- [Objective]
Convert the lines of the listing below, from the line containing "Identify a point on every instance of the cinder" through the end of the listing, into a JSON list of strings with one string for each line. Omit blank lines and include no other lines.

-- Begin The records --

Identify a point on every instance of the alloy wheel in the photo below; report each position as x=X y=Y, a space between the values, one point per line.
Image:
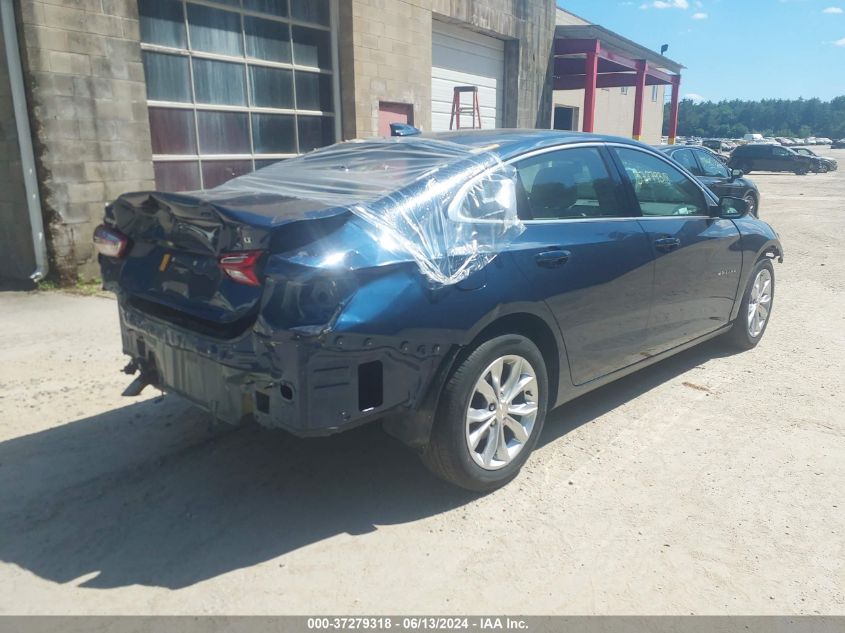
x=759 y=303
x=502 y=411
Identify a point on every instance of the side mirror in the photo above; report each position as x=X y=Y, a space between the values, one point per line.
x=731 y=208
x=491 y=198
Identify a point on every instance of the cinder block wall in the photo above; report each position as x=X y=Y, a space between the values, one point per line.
x=89 y=118
x=17 y=259
x=385 y=55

-- End The records --

- [Finished answer]
[
  "Identify a point on every instance of the cinder block wall in the photo above; report each position as x=X y=Y, a space between the values, one point per line.",
  "x=89 y=118",
  "x=17 y=259",
  "x=385 y=55"
]